#### Recorded information ####

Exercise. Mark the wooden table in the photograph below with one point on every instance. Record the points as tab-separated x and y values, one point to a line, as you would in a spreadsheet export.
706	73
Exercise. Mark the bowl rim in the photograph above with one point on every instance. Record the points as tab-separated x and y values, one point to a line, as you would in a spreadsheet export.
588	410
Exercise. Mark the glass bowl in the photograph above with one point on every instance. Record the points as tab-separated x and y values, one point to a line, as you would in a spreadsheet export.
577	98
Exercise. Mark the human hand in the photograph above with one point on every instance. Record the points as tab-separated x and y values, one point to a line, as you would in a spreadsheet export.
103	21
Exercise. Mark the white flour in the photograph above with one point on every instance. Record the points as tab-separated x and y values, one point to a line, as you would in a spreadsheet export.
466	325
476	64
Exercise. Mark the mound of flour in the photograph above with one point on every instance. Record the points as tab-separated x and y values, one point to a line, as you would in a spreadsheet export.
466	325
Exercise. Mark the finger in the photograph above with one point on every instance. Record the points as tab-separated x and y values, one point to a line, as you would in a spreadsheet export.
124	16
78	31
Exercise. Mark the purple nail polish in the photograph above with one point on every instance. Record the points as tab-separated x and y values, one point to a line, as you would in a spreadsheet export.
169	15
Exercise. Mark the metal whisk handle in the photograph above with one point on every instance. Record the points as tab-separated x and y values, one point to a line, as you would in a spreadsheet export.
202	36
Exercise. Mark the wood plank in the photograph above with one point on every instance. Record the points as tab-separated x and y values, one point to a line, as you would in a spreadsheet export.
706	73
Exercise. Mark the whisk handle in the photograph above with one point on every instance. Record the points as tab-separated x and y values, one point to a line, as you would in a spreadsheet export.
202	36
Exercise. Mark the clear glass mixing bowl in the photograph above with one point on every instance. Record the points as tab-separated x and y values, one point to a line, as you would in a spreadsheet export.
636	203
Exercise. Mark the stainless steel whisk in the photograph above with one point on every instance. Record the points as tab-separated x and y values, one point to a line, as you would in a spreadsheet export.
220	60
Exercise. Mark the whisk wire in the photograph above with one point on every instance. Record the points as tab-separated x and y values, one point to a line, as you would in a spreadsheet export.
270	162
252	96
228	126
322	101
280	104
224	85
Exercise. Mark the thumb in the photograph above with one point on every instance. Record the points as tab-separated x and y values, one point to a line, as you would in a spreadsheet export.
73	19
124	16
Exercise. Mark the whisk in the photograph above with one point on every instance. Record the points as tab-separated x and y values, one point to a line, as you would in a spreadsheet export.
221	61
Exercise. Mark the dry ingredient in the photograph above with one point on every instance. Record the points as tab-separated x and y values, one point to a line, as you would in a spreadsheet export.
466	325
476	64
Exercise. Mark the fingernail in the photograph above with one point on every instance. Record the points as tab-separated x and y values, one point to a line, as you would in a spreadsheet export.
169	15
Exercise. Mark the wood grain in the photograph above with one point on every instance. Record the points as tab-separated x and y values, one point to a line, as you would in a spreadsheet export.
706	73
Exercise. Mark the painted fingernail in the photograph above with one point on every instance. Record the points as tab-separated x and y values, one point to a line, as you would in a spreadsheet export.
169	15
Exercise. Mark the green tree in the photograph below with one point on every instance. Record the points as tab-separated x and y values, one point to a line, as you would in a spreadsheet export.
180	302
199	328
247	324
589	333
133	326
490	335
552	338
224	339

####

_About this exercise_
Word for word, write out all the lines shown above.

_Solution to this problem_
Exercise. Mark the wooden table in the photograph below with one point on every instance. Record the points as tab-separated x and y values, one point to a line, as you would in a spreadsheet export.
706	73
Exercise. Mark the bowl rim in the photograph above with one point on every instance. Record the points as tab-separated x and y values, one point to a line, as you would in a spreadsheet export.
588	410
Exercise. Mark the glass bowl in the photograph above with one point on every instance. Record the points as tab-separated x and y values, one point to a line, as you would in a spreadsheet export.
577	98
Exercise. Mark the human hand in the photograph above with one point on every instance. Record the points as tab-separated x and y values, one point to a line, as you would in a spreadsheet export.
103	21
Exercise. Mark the white flour in the photograph above with one point on every instance. Record the points as tab-separated x and y values, one point to a line, as you would in a spreadsheet export.
466	325
476	64
Exercise. Mark the mound of flour in the photograph above with one point on every instance. Record the points as tab-separated x and y values, one point to a line, as you would in a spreadsheet export.
466	325
Exercise. Mark the finger in the photograph above with one point on every instance. Record the points as tab-separated x and y values, one point to a line, as you would in a spreadsheet export.
124	16
78	31
Exercise. Mark the purple nail polish in the photograph above with one point on every instance. Record the points as tab-separated x and y values, one point to a line, as you would in a spreadsheet export.
169	15
Exercise. Mark the metal whisk handle in the photograph above with one point on every instance. Record the points as tab-separated x and y values, one point to a line, as you would in a spreadsheet export.
202	36
Exercise. Mark the wood plank in the photograph above with one point on every instance. Record the points as tab-separated x and y values, one point to a line, as you would in a spreadsheet export.
706	73
Exercise. Mark the whisk handle in the photograph above with one point on every instance. Record the points as tab-separated x and y values, one point to a line, as you would in a spreadsheet export.
202	36
Exercise. Mark the clear glass mixing bowl in the photograph above with one point on every instance. Record the points as tab-separated x and y values, one point to a line, as you would in a spreadsheet export.
636	203
Exercise. Mark the stainless steel whisk in the photograph above with one point on every instance. Record the points as tab-separated x and y values, one point to a line, as you would in a spreadsheet export.
220	60
Exercise. Mark the whisk wire in the photograph above with one point on every instance. Record the points as tab-separated x and y values, one point to a line, as you would in a spreadsheet export.
270	162
252	96
228	126
322	101
280	104
224	85
Exercise. Mark the thumb in the photograph above with one point on every instance. Record the points as tab-separated x and y values, one point to a line, as you would in a spreadsheet export.
73	19
124	16
Exercise. Mark the whisk in the photograph above with one point on every instance. Record the points as tab-separated x and y values, one point to a line, as you would in a spreadsheet export.
221	61
Exercise. Mark the dry ingredient in the photograph above with one point on every instance. Record the points as tab-separated x and y values, one point to a line, as you would in a spreadsheet export.
466	325
476	64
Exercise. Mark the fingernail in the photograph above with one point on every instance. Record the points as tab-separated x and y values, one point to a line, as you would in a spreadsheet export.
169	15
Exercise. Mark the wood grain in the photograph above with one point on every instance. Record the points as tab-separated x and y values, one point to a line, as you would in a spreadsheet export.
706	73
Exercise. Mark the painted fingernail in the photograph above with one point on every instance. Record the points as tab-separated x and y values, one point to a line, as you would in a spreadsheet export.
169	15
Exercise. Mark the green tree in the photograph below with one point on every instance. Record the points as tab-separated x and y values, one point to a line, as you would in a spreadsheet export.
180	302
199	328
247	324
589	333
133	326
490	335
552	338
224	339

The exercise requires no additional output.